TASK ITEM>
When you repeat the entries below, keep each word exactly as it is and drop the pictures.

DATASET CONTENT>
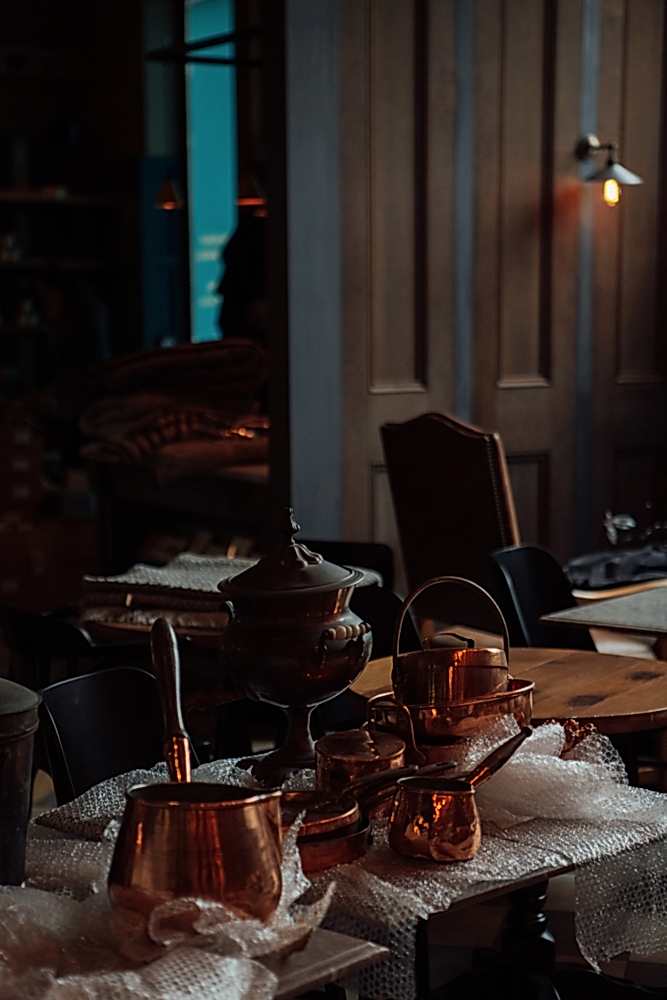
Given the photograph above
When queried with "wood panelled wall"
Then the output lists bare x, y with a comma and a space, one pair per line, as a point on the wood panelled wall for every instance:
480, 276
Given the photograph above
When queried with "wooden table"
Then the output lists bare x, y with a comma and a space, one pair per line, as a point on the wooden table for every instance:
643, 612
328, 956
620, 694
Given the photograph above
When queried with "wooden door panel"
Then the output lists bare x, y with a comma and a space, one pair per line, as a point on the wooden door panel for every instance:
527, 59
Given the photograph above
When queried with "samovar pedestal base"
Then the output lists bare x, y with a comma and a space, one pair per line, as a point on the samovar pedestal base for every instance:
296, 754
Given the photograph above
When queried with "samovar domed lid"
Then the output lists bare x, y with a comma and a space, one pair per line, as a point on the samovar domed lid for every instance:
290, 568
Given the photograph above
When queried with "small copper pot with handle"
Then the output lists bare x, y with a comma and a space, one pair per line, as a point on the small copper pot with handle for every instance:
194, 838
437, 819
447, 675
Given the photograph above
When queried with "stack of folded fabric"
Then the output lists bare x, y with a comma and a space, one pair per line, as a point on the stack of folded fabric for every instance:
191, 408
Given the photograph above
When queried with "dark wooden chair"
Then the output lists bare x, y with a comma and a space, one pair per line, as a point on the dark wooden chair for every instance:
99, 725
529, 583
453, 504
41, 645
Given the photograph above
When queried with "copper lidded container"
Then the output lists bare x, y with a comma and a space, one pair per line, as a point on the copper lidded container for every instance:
345, 757
292, 640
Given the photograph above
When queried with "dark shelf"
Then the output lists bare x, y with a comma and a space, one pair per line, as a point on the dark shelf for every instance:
53, 264
40, 196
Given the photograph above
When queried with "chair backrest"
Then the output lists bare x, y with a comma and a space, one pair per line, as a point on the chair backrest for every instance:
452, 498
531, 583
99, 725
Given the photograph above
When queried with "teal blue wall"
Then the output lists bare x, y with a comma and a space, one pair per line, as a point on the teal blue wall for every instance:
211, 96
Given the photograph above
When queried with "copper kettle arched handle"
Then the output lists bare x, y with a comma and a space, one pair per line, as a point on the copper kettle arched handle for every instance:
457, 581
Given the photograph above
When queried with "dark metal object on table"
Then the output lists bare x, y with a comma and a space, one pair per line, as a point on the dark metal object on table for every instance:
293, 640
166, 665
449, 675
213, 841
437, 818
18, 724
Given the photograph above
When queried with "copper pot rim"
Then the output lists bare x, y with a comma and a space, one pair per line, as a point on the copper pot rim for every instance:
236, 795
516, 686
435, 786
447, 657
393, 750
341, 811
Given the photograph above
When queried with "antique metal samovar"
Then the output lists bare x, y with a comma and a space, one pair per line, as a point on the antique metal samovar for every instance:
292, 640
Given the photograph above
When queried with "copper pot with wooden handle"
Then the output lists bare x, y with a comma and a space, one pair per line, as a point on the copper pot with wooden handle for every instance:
448, 675
196, 839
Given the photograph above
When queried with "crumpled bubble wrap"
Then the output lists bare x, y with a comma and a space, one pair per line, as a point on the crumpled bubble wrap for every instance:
539, 812
55, 946
89, 815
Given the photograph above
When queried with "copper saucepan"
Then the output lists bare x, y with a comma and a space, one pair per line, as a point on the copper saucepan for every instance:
437, 819
184, 838
336, 826
447, 675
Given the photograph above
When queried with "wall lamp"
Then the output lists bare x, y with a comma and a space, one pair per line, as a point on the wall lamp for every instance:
169, 198
613, 175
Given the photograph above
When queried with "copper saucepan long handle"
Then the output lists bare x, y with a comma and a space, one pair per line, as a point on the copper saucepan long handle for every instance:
166, 665
497, 758
380, 786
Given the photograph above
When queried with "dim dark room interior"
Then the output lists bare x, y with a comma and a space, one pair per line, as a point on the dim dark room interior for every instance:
333, 525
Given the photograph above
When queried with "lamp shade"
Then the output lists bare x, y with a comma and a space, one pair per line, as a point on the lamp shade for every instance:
168, 197
613, 171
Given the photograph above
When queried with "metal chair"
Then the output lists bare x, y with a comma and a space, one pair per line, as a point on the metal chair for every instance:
97, 726
453, 504
529, 583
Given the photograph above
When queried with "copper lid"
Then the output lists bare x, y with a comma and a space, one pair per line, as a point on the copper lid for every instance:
360, 745
290, 568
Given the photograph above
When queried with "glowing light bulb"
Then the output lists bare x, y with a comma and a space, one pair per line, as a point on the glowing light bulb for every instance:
611, 192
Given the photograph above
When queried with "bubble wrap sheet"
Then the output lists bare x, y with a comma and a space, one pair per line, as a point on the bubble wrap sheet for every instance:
548, 808
539, 812
60, 939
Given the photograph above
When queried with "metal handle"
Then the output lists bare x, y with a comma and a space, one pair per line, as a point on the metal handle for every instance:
411, 742
495, 760
459, 581
166, 666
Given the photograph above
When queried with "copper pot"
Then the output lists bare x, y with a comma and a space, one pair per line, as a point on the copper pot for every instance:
437, 818
293, 641
219, 842
448, 675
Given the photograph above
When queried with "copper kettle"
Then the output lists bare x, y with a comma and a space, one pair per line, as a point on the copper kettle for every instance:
194, 838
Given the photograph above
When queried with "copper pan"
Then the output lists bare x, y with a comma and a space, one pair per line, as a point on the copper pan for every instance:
341, 845
433, 724
448, 675
184, 838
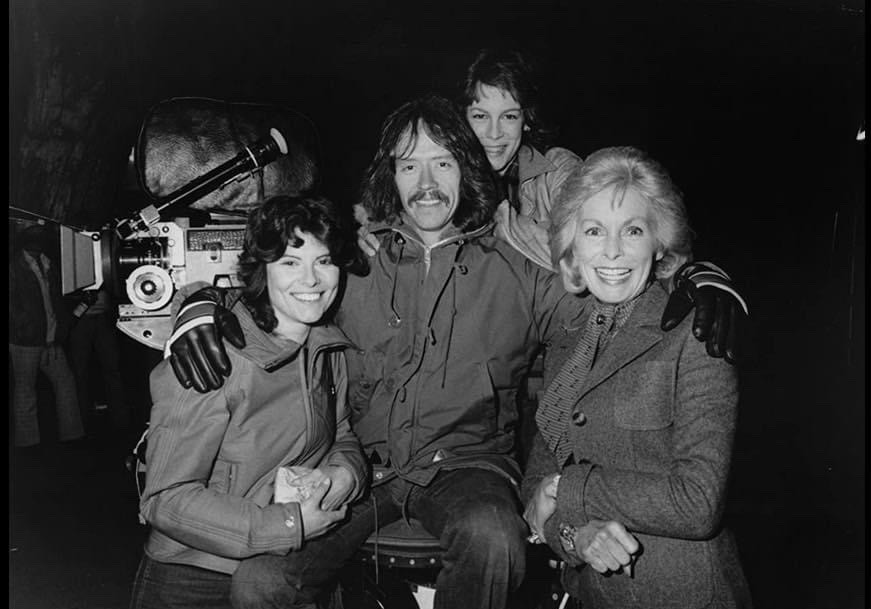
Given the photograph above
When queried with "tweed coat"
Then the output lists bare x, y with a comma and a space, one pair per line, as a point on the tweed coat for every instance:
653, 453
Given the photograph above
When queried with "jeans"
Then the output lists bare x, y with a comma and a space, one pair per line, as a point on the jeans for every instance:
171, 586
473, 512
96, 334
27, 361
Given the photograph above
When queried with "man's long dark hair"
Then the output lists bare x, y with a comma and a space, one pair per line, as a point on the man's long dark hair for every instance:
440, 120
272, 227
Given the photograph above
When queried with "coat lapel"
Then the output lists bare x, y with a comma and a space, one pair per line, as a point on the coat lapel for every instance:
640, 333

OUTPUT FOR THIS EXERCISE>
Given the photograph above
When queried with "wood panelled wall"
Then the output lists bare x, y with a comma and a space, one pair per line, as a point on the wood panelled wall for every instance:
480, 276
Given the photograph above
When queried with "wooden table"
Then the output lists bare x, y with a comma and a space, one pair per line, as a point on the wooden table for every instance:
643, 612
328, 956
620, 694
Given the photograph above
When queried with "wooden door panel"
Then the output lists bare x, y with a comma and a space, one pair per line, as a point on the wooden door panel for every instance:
527, 59
Given the photograph above
When queried with "samovar pedestal base"
Then the output lists bare x, y with a comma and a space, one pair per line, as a point on the samovar pedestal base for every instance:
296, 754
Given the photograph above
When queried with "samovar domed lid"
Then the output lists bare x, y with a comma and a space, one pair per line, as a point on the samovar domed lid for every instance:
290, 568
Given the photograph above
When queried with "small copper pot with handle"
Then the output lists bare x, y with a comma and a space, one pair per line, as a point on the small copper pot with handle for every instance:
194, 838
437, 819
447, 675
Given the photograph above
When queried with "stack of folded fabric"
Then the output lists bare x, y with a comma and a space, one pair per line, as a point on the stack of folded fabric for every instance:
191, 408
Given the photograph above
When queried with "dark wooden chair"
Then the output lists bare x, y with a comma and a space, one pair per line, as a point on the dark wooden chair for every instance:
99, 725
529, 583
453, 504
41, 645
Given the photograph above
When queried with "copper lidded container"
Then the output lists bare x, y with a comma and a space, one pair per line, as a point on the copper lidded container for every instance:
345, 757
292, 640
Given the photograph above
When queried with "dark shelf"
Then the output lists bare x, y with a comma and a space, one pair per line, as a point on the dark shelf for every instance:
53, 264
40, 196
Given the photograph above
When queried with "chair backrest"
Then the output lists bare x, y with a comma and a space, one pair per line, as a point on the chair backrest for every instance:
452, 498
531, 583
99, 725
Given the photograph above
When queried with "teal blue wall"
Then the output lists bare x, y with a comma and a space, one pair per line, as a point on the teal blue wall for every instance:
211, 96
Given the photograph above
When queried with "copper kettle arched handle"
Then the output lists bare x, y with a comma and a space, one pair per line, as a point on the copper kettle arched handle for every instance:
457, 581
Given the photograph above
When queried with "dark metal object on table"
Then the output lists bare x, y with a comma and a space, one pair per line, as a point on the dark metal object on table for every instance:
293, 640
166, 665
449, 675
213, 841
437, 818
18, 724
Given the photograph above
When queried with "copper pot rim"
Then the output lists bare x, y with a comma and a space, one pair per line, as a point on the copper pot rim for every instance:
236, 795
516, 686
435, 786
447, 657
393, 750
341, 811
Given the photograph above
When queried with "antique metal samovar"
Then the output lists bare x, y with a comma and a space, one pair per line, as a point on the antique metal samovar for every instance:
292, 640
Given the photograph above
When queried with "copper pot with wooden handle"
Then the output lists bare x, y with a comma and a space, one pair per line, as a point on the copper pot with wooden handle for every instance:
448, 675
196, 839
Given the photograph above
When queried with "crumpled bubble wrap"
Then the output lists bare x, y with a comma and a space, one pair per line, as a point on the crumpled bubble wrap for every instance:
539, 812
55, 946
89, 815
Given the photograph above
When queried with "copper saucepan"
Then the output lists bare x, y with a comma and a space, one pair per line, as a point on the copper saucepan for every instance:
437, 819
184, 838
336, 826
447, 675
Given the photograph above
When queried with "wall lamp"
Then the output lists bare x, y with a comma and a space, one pair per line, as a point on the wall lamp for every instance:
169, 198
613, 175
Given the photograph above
When queried with "copper saucepan long handle"
Then the output lists bare x, y with a comma and a space, one pair per line, as a point on the copper saucepan long handle for every instance:
166, 665
497, 758
380, 786
Given the photograph above
When queried with "dim dark room interior"
Then the output lists bare x, y with a comma and a space, one pair per line, as a point on the dim dark room interior for every instance:
333, 525
Given the photograph above
When queried with "lamp shade"
Then the output lists bare x, y with a comma and a space, one pair per line, as a point on the lamp shade for every instance:
168, 197
613, 171
Given the photograph above
When queried with "metal chair"
Then the output lists bare x, y with a comma and a space, one pair per line, as a point on the metal chair for every instance:
97, 726
453, 504
529, 583
Given the photograph above
When queried with "copper lid"
Then the output lists bare x, y with a comma and a space, one pair per line, as a point on the copper lid for every instance:
360, 745
290, 568
Given the photograph above
When queried with "glowing light bulb"
Then the output lists bare x, y with a comma and a space, one pair per line, as a point on the glowing light bulb for every instance:
611, 192
Given the photograph above
When queried with "bubble wrap sheet"
Then the output lists bare x, y with a comma and a space, one pair per line, as a point on the bubble wrap sheet for every instance:
548, 808
539, 812
60, 939
Given the photograph above
When queried with "metal handle"
Then the output lists bare x, y with a comma and a space, one pair per line, as a point on the metal handle for every instance:
411, 742
495, 760
459, 581
166, 666
Given the photograph above
When queried with "copper pot"
Then the output lists bare x, y with a comma and a space, one pair per line, as a point on the copper pot for every instance:
437, 818
293, 641
219, 842
448, 675
Given the photograph above
When queried with "copper kettle"
Then the output lists bare x, y with a comma and a space, one pair per line, as a point on the copper kettle for every instance:
194, 838
Given the photograph above
When queried with "copper pan"
Then the output lists bare x, y with a comma and a space, one pair per line, as a point on the copper pan for every instance:
341, 845
433, 724
448, 675
184, 838
Given the photograph above
When queried with "tweed coat"
Then the output lists bare x, y with a comma and a space, one pair per line, as a point on the tweed coat for every instance:
653, 453
Given the photograph above
When queried with "jeans"
Then the output lists bare x, y with a comma and a space, one pair per line, as a point on the jeans for every instance:
171, 586
473, 512
96, 334
27, 361
Given the photograph above
When queried with "man's long dark hair"
Then the output lists bare x, y with a comma and a space, one pair per line, as a point on the man's long dark hair for every instance:
440, 120
272, 227
Given the photograph above
When queried with "coat lapel"
Then the output lists bare x, y with a comma and a space, one pair per line, as a point on the coat lapel for every instance:
640, 333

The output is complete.